Actions to take:
a) Which organization funded the work described in the executive summary?
b) Please revise the executive summary's passage between "To First Nations" and "into Western culture.", inclusive, so that "urgent" replaces "pressing".

Executive Summary


November 25, 1997

Glen Aikenhead Bente Huntley

Curriculum Studies SUNTEP Prince Albert

28 Campus Drive 48 - 12th Street East

Saskatoon, SK, S7N OX1 Prince Albert, SK, S6V 1B2

Canada Canada

Funded by Saskatchewan Education




The goal of conventional science teaching has been to transmit to students the knowledge, skills, and values of the scientific community. This content conveys a Western worldview due to the fact that science is a subculture of Western culture (Pickering, 1992). Thus, students with a much different worldview face a cross-cultural experience whenever they study Western science (Aikenhead, 1996). How can these students master and critique a Western scientific way of knowing without losing something valuable from their own cultural way of knowing?

To First Nations science educator Madeleine MacIvor (1995), the answer is clear: "The need for the development of scientific and technical skills among our people is pressing. ... Reasserting authority in areas of economic development and health care requires community expertise in science and technology" (p. 74). "Conventional science must be presented as a way, not the way, of contemplating the universe" (p. 88). In other words, there is a need for First Nations and Métis students to learn Western science, but without necessarily being assimilated into Western culture.

To accomplish Madeleine MacIvor’s goal, teachers need to develop in students the facility to cross cultural borders from their everyday world of family and tribe, into the subculture of school science (Aikenhead, 1997). Many students do not cross this border smoothly because of cultural conflicts. They need a teacher who is a "culture broker" (Stairs, 1995). A culture-broker science teacher will help students move back and forth between an Aboriginal culture and the culture of Western science (conventional school science), and will help students deal with cultural conflicts that might arise .

If science teachers are not aware of the cultural aspects of Western science, and are not aware of the differences between scientific and Aboriginal cultures, then they will not make good culture brokers for Aboriginal students, and the science curriculum will be less accessible to these students. As a result, fewer Aboriginal students will succeed in science.

Supplied records:

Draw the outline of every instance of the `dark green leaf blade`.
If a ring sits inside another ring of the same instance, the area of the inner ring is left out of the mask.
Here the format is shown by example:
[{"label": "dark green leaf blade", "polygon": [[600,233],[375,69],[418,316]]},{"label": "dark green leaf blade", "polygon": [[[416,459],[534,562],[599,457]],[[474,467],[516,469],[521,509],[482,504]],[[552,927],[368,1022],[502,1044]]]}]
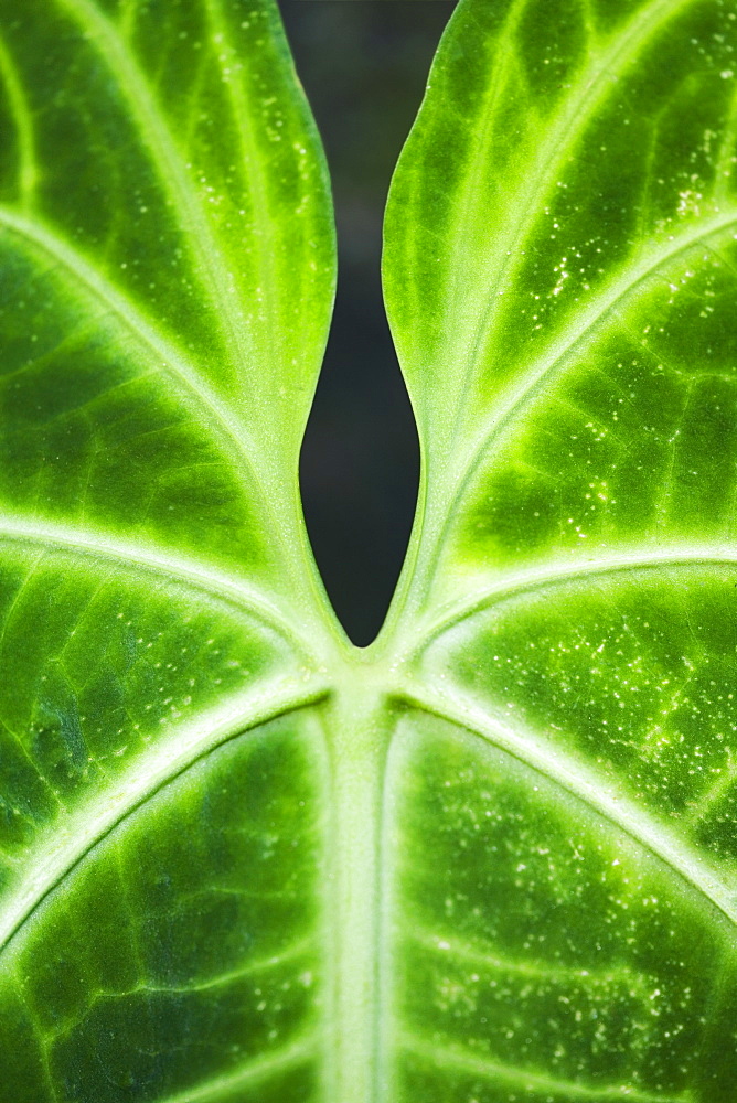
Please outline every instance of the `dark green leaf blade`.
[{"label": "dark green leaf blade", "polygon": [[4,507],[284,568],[334,261],[275,7],[6,8]]},{"label": "dark green leaf blade", "polygon": [[397,169],[407,1097],[734,1094],[735,56],[730,4],[466,0]]}]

Written answers:
a) Saskatchewan Education

b)
To First Nations science educator Madeleine MacIvor (1995), the answer is clear: "The need for the development of scientific and technical skills among our people is urgent. ... Reasserting authority in areas of economic development and health care requires community expertise in science and technology" (p. 74). "Conventional science must be presented as a way, not the way, of contemplating the universe" (p. 88). In other words, there is a need for First Nations and Métis students to learn Western science, but without necessarily being assimilated into Western culture.